My instincts tell me some of these objectives are likely obvious to those in RevOps, while others may be a bit specific to the approach of using a tool like the Tray Platform. Either way, read on and the reasoning behind each should become more clear as we dive deeper into how things work.

CRM as the hub of lead creation

Given CRM tends to be the source of truth, it’s common for vendors to offer native CRM integrations to create and synchronize records between them. Herein lies the most pernicious problem facing sales and marketing ops teams: Troubleshooting overhead.

RevOps teams spend hours upon hours trying to sift through the proverbial haystack as stakeholders call out issues, like duplicate leads or data being overwritten unintentionally. With N number of systems creating leads and writing data, it can be a bit like playing whack-a-mole when trying to figure out which system is doing what and when.

We decided we’ll no longer let any bespoke system create leads first (e.g. Marketo → Salesforce). Instead, all leads are first created in CRM, then native integrations sync data from there. If we have an issue, we simply search the Tray Platform logs and see exactly what happened, making a quick fix if necessary.

This approach has made monitoring and troubleshooting lead processing issues much easier. Additionally, our stakeholders are happy because they can use the systems they want to generate leads without having to worry about what headaches that system’s native sync (or lack thereof) may drop in our lap.

DATA LINES:
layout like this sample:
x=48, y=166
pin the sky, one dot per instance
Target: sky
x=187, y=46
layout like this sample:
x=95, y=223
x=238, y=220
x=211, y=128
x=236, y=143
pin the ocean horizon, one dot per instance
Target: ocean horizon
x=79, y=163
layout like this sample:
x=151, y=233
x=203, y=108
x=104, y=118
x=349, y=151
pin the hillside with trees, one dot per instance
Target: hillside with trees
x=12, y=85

* * *

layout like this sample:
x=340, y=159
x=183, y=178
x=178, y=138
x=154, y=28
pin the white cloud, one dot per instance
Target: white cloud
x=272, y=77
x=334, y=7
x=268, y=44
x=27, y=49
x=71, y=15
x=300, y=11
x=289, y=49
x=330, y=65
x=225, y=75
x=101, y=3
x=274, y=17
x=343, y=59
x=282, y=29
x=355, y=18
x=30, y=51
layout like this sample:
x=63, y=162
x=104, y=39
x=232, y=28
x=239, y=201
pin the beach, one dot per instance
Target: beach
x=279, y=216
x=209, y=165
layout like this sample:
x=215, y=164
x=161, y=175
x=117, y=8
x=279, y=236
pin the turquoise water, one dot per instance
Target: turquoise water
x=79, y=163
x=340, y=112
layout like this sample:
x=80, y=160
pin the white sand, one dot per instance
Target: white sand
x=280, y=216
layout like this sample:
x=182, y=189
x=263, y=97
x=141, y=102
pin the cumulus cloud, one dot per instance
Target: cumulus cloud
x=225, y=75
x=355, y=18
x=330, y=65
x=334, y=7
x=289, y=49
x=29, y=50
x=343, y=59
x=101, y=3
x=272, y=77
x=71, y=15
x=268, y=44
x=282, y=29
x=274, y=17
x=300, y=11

WRITTEN REQUEST 1:
Pull out each row that contains the string "sand".
WRITTEN REQUEST 2:
Continue the piece on making CRM the hub of lead creation, picking up after its final sentence.

TASK RESPONSE 1:
pin the white sand, one dot per instance
Target: white sand

TASK RESPONSE 2:
The level of predictability and visibility is honestly one of the most under-appreciated aspects to using a tool like the Tray Platform. The ability to understand exactly what is happening is a godsend for ops teams trying to solve systematic issues, but I digress.

Lead Management “jobs to be done” via “RevOps Micro-services"

If you’ll recall from our first post, the pipeline workflow is built around the lead processing jobs to be done:

Lead Processing Pipeline Schematic

When we build our workflows, we try to focus on the most narrow function (or job) that workflow should support. How would one put this in place with the Tray Platform? The following is the most important concept when building solutions like the lead management framework. If you take nothing else away from this post, this would be the thing to master.

The big idea here is that each of our core lead management jobs are separate workflows, built independently of each other. In the development world, you might call them “microservices”, which are, by design:

  • Highly maintainable and testable
  • Loosely coupled
  • Independently deployable
  • Organized around business capabilities

The symbols shown on the diagram above represent a single Tray Platform workflow (aka the “microservice”) that maps to a job in our lead management process. We carry out our mapping by making each workflow “callable” — which means we can use them independently from any other workflow.

Here are a few real-world examples where our demand gen team has reused our attribution workflow to trigger gifts to prospects using Sendoso’s Salesforce integration:

  • Whenever a prospect books a call with an AE via Chili Piper, we listen for this via Tray webhook, lookup the prospect by email in Salesforce, check if they’re an “A” lead, and add them to a Salesforce campaign using our attribution workflow, which triggers a Sendoso e-gift card for the coffee.
  • Whenever an AE runs the /egift Slack command, a bot offers them a set of predefined e-gift options they can send to a prospect. They click a button with a prompt for the prospect’s email via a Slack modal. A workflow then listens for the modal submission, looks up the prospect via email, and if our business rules allow (e.g. this prospect is not in a banned country), it adds them to the appropriate SFDC campaign for the selected e-gift using our attribution workflow once again.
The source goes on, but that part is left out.